- **Your assignment**
The output should be every line below, retyped exactly, with no images.

┄┄┄┄┄┄┄┄┄┄

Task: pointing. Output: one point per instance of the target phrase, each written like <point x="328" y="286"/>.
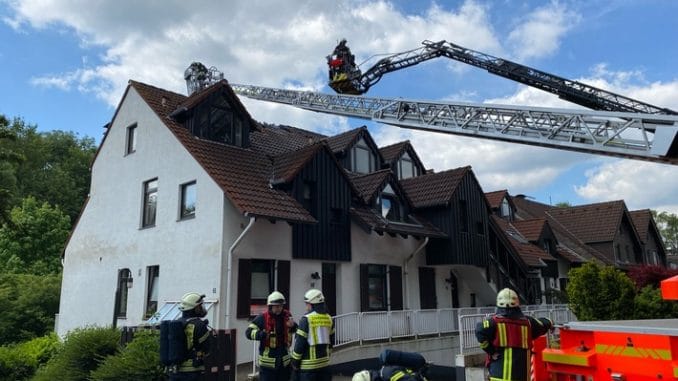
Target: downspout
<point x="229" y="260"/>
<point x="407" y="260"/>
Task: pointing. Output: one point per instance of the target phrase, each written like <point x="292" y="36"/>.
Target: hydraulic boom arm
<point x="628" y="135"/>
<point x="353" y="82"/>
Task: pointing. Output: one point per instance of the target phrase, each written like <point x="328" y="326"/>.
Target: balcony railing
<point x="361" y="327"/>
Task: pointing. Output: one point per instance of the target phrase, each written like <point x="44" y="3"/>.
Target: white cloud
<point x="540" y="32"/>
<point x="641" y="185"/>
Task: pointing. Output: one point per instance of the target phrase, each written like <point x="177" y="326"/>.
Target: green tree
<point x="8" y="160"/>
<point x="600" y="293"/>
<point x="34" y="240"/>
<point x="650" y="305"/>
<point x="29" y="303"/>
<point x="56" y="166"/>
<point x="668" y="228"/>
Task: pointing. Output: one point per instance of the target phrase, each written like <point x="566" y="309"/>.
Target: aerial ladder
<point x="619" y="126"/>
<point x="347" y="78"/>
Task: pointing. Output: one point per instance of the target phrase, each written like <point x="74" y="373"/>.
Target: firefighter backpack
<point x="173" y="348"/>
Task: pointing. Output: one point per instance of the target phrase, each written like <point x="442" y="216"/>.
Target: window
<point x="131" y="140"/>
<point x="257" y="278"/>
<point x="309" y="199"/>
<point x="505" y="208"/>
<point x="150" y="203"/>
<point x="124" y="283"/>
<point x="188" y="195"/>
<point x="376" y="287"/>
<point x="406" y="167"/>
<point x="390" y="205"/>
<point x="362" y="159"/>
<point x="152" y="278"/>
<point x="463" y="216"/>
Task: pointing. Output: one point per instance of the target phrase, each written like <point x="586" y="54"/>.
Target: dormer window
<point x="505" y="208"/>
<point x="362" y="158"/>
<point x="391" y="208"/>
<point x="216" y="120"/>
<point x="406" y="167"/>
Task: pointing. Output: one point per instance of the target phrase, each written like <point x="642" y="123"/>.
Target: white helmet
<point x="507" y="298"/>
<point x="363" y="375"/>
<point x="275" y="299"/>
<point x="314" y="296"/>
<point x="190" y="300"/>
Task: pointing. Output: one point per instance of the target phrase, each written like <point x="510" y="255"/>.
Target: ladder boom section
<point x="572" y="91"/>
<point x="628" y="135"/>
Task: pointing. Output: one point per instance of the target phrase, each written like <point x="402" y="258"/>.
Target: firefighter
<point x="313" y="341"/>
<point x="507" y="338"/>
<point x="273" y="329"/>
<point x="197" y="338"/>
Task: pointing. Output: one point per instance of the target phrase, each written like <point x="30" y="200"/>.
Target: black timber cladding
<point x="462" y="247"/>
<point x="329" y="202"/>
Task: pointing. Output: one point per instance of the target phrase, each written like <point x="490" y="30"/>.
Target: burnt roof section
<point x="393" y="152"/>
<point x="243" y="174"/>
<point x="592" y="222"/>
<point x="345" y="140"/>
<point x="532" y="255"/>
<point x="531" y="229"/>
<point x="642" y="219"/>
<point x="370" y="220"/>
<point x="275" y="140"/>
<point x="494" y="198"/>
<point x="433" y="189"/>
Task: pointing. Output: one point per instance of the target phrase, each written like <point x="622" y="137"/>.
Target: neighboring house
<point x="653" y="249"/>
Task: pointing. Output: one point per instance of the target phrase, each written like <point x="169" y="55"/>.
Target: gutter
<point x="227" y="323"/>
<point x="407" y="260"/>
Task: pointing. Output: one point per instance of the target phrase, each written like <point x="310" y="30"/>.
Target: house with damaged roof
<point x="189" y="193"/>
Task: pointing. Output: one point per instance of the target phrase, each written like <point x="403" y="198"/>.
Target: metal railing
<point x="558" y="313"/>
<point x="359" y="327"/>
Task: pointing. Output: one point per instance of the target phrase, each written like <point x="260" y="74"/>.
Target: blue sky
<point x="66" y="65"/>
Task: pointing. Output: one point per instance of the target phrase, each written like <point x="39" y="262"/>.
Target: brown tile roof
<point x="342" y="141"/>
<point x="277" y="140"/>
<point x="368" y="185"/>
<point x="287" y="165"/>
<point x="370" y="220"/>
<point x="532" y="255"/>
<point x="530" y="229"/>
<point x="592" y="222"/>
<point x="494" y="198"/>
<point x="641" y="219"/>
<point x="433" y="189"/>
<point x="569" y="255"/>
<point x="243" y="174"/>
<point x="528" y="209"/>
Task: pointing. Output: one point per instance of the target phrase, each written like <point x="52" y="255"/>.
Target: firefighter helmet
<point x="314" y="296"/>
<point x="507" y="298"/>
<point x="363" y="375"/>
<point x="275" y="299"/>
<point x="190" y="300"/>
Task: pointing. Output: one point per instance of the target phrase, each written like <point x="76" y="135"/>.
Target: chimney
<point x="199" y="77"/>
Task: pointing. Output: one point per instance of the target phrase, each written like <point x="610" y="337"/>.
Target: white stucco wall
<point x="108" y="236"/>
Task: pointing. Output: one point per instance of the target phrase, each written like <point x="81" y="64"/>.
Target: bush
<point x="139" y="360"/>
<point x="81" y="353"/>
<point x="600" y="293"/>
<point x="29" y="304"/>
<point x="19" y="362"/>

┄┄┄┄┄┄┄┄┄┄

- **Task solution**
Task: pointing. Output: one point per instance of the target phrase, each written like <point x="328" y="286"/>.
Target: downspout
<point x="229" y="260"/>
<point x="407" y="260"/>
Task: pointing. Output: one point per instance of the target phrase, each written like <point x="292" y="36"/>.
Target: hydraulic boom arm
<point x="628" y="135"/>
<point x="353" y="82"/>
Task: pointing. Output: one point per instance of the target phrase, each written like <point x="328" y="326"/>.
Target: balcony railing
<point x="361" y="327"/>
Task: pointing. Output: one point per instance of the target phrase, each written like <point x="44" y="3"/>.
Target: white cloud
<point x="540" y="32"/>
<point x="641" y="185"/>
Task: pointing. Output: one point per instance of the target phrase, each written like <point x="177" y="326"/>.
Target: green tree
<point x="8" y="160"/>
<point x="600" y="293"/>
<point x="34" y="240"/>
<point x="650" y="305"/>
<point x="29" y="303"/>
<point x="56" y="166"/>
<point x="668" y="228"/>
Task: pointing. Output: one point per instance of the target phrase, each written like <point x="566" y="309"/>.
Target: aerial ladder
<point x="619" y="126"/>
<point x="347" y="78"/>
Task: pointing. Output: one point per instance of the target phrase, each written like <point x="74" y="373"/>.
Target: firefighter backpack
<point x="173" y="348"/>
Task: pointing. Output: one point per instance of the target phrase, each written like <point x="442" y="216"/>.
Target: window
<point x="131" y="140"/>
<point x="257" y="278"/>
<point x="309" y="199"/>
<point x="505" y="208"/>
<point x="150" y="203"/>
<point x="124" y="283"/>
<point x="188" y="195"/>
<point x="376" y="287"/>
<point x="406" y="167"/>
<point x="390" y="205"/>
<point x="362" y="159"/>
<point x="152" y="278"/>
<point x="463" y="216"/>
Task: pointing. Output: one point per instance of the target phrase, each written like <point x="586" y="54"/>.
Target: dormer window
<point x="505" y="208"/>
<point x="362" y="158"/>
<point x="391" y="208"/>
<point x="216" y="120"/>
<point x="406" y="167"/>
Task: pointing. Output: one point per instance of the target phrase, each written like <point x="642" y="123"/>.
Target: white helmet
<point x="507" y="298"/>
<point x="363" y="375"/>
<point x="275" y="299"/>
<point x="314" y="296"/>
<point x="190" y="300"/>
Task: pointing. Output: one point per instance of the target phrase, each written like <point x="510" y="255"/>.
Target: ladder boom section
<point x="572" y="91"/>
<point x="628" y="135"/>
Task: pointing. Output: one point per instance of the target phrase, each written like <point x="402" y="258"/>.
Target: firefighter
<point x="313" y="341"/>
<point x="507" y="338"/>
<point x="273" y="329"/>
<point x="197" y="338"/>
Task: pointing. Output: one point per instance of the target phrase, each written like <point x="30" y="200"/>.
Target: black timber cladding
<point x="462" y="247"/>
<point x="329" y="202"/>
Task: pointing. Output: one point per instance of the target phrase, each written like <point x="490" y="30"/>.
Target: burnt roof section
<point x="393" y="152"/>
<point x="243" y="174"/>
<point x="592" y="222"/>
<point x="345" y="140"/>
<point x="532" y="255"/>
<point x="531" y="229"/>
<point x="642" y="219"/>
<point x="370" y="220"/>
<point x="275" y="140"/>
<point x="494" y="198"/>
<point x="433" y="189"/>
Task: pointing. Output: one point per instance of the target phrase, each written like <point x="622" y="137"/>.
Target: neighboring house
<point x="653" y="249"/>
Task: pointing. Output: one point per instance of the target phrase, each written like <point x="169" y="55"/>.
Target: gutter
<point x="227" y="323"/>
<point x="407" y="260"/>
Task: pointing. Output: one point per instance of the target phrase, each written like <point x="310" y="30"/>.
Target: house with damaged roof
<point x="189" y="193"/>
Task: pointing. Output: one point per instance of the target phrase, each written like <point x="403" y="198"/>.
Target: metal railing
<point x="558" y="313"/>
<point x="359" y="327"/>
Task: pointing. Output: one point per instance of the target phrase, each written like <point x="260" y="74"/>.
Target: blue sky
<point x="66" y="65"/>
Task: pointing. Output: one point per instance of the target phrase, each written like <point x="39" y="262"/>.
Target: brown tile roof
<point x="342" y="141"/>
<point x="277" y="140"/>
<point x="368" y="185"/>
<point x="287" y="165"/>
<point x="370" y="220"/>
<point x="532" y="255"/>
<point x="530" y="229"/>
<point x="592" y="222"/>
<point x="494" y="198"/>
<point x="641" y="219"/>
<point x="433" y="189"/>
<point x="569" y="255"/>
<point x="243" y="174"/>
<point x="528" y="209"/>
Task: pointing. Output: one point per instance of the target phrase, each written like <point x="52" y="255"/>.
Target: firefighter helmet
<point x="314" y="296"/>
<point x="507" y="298"/>
<point x="363" y="375"/>
<point x="275" y="299"/>
<point x="190" y="300"/>
Task: pointing. Output: one point per instance of the target phrase, each written like <point x="76" y="135"/>.
Target: chimney
<point x="199" y="77"/>
Task: pointing. Output: one point per instance of the target phrase, each written like <point x="610" y="337"/>.
Target: white stucco wall
<point x="108" y="236"/>
Task: pointing. Output: one point per instance of the target phrase, each written like <point x="81" y="64"/>.
Target: bush
<point x="139" y="360"/>
<point x="81" y="353"/>
<point x="600" y="293"/>
<point x="29" y="304"/>
<point x="19" y="362"/>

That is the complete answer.